[Given data]

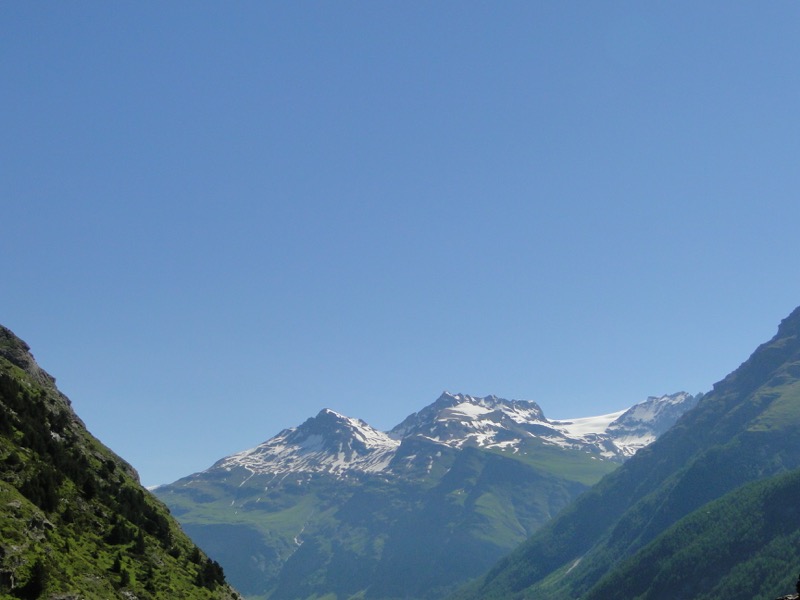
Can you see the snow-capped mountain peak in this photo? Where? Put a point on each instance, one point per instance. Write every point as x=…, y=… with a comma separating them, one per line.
x=336, y=444
x=329, y=442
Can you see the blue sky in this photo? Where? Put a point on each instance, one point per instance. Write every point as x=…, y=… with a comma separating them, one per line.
x=219, y=218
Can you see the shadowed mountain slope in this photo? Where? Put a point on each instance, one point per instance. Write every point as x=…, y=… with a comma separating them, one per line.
x=74, y=520
x=747, y=429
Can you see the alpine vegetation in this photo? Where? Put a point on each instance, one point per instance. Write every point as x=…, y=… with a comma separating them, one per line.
x=335, y=506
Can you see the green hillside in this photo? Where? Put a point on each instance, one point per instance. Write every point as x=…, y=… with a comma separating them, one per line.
x=747, y=429
x=74, y=520
x=373, y=536
x=744, y=546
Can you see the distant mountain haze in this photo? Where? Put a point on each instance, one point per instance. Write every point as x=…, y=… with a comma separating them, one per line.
x=709, y=511
x=334, y=506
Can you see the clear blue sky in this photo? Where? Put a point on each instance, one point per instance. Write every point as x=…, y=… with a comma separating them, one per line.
x=219, y=218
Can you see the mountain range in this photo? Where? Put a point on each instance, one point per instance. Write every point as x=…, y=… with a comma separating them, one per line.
x=74, y=521
x=709, y=511
x=336, y=507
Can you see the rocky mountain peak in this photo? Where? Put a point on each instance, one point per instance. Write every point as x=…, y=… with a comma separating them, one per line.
x=18, y=353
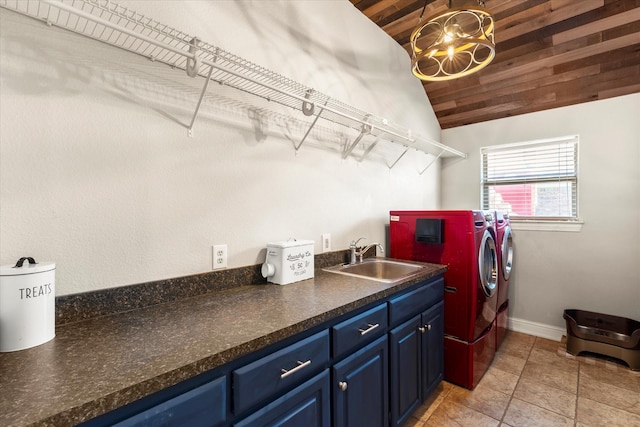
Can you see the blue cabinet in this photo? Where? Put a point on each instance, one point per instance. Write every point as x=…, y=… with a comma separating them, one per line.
x=432, y=348
x=307, y=405
x=271, y=375
x=361, y=387
x=405, y=347
x=415, y=349
x=370, y=368
x=203, y=406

[Task prompt] Write out the records once more, exactly as they stand, with no images.

[Exercise solution]
Can you see the snow-capped mountain peak in this photo? Where? Put a point on each instance, one point per instance. Write every point as x=…, y=… with a comma separating them, one per line.
x=336, y=444
x=329, y=442
Can you see the blue sky in this photo? Where? Put a point on each instance, one point per instance. Write every point as x=…, y=… with a comma separating them, one per line.
x=219, y=218
Can you see the shadowed mountain slope in this photo? Where? Put a point on each instance, one point per instance. Write every point as x=…, y=… with a comma separating them, one per line.
x=74, y=520
x=747, y=429
Can you see the alpine vegetation in this photo? Where? Put a point on each instance, one point per instance. Write every point as x=…, y=… with a comma separating them, one per line.
x=335, y=506
Can you see the green hillside in this photo? Where? Put a point on each instance, one point per instance. Write every point as x=…, y=… with a comma separating them, one per line.
x=747, y=429
x=74, y=520
x=373, y=536
x=744, y=546
Can you see the distant mountain haze in this photo? Where? Put a point on each instance, one point per instance. Write every point as x=…, y=… with a comma separating them, one per line.
x=709, y=511
x=334, y=506
Can you see the clear blue sky in this photo? Where? Put a point on each instance, one point per instance. Write every point as x=…, y=… with a comma separating them, one per line.
x=219, y=218
Can you see the mountain range in this photo? Where? Put a point on each instance, one point per instance. Write every point as x=…, y=… with a comma separating them, one per line.
x=74, y=521
x=709, y=511
x=336, y=507
Can you see the rocky mountain peak in this photo? Where? Put a point on each instance, one point per instance. Write every point as x=…, y=… with a comma separating them, one per line.
x=18, y=353
Can you see the blue cabinet in this photo? Where? Put a point on each instance, one point per instance. Write every point as x=…, y=… with a comma separating them, one per line.
x=432, y=348
x=307, y=405
x=271, y=375
x=361, y=387
x=405, y=347
x=415, y=349
x=370, y=368
x=203, y=406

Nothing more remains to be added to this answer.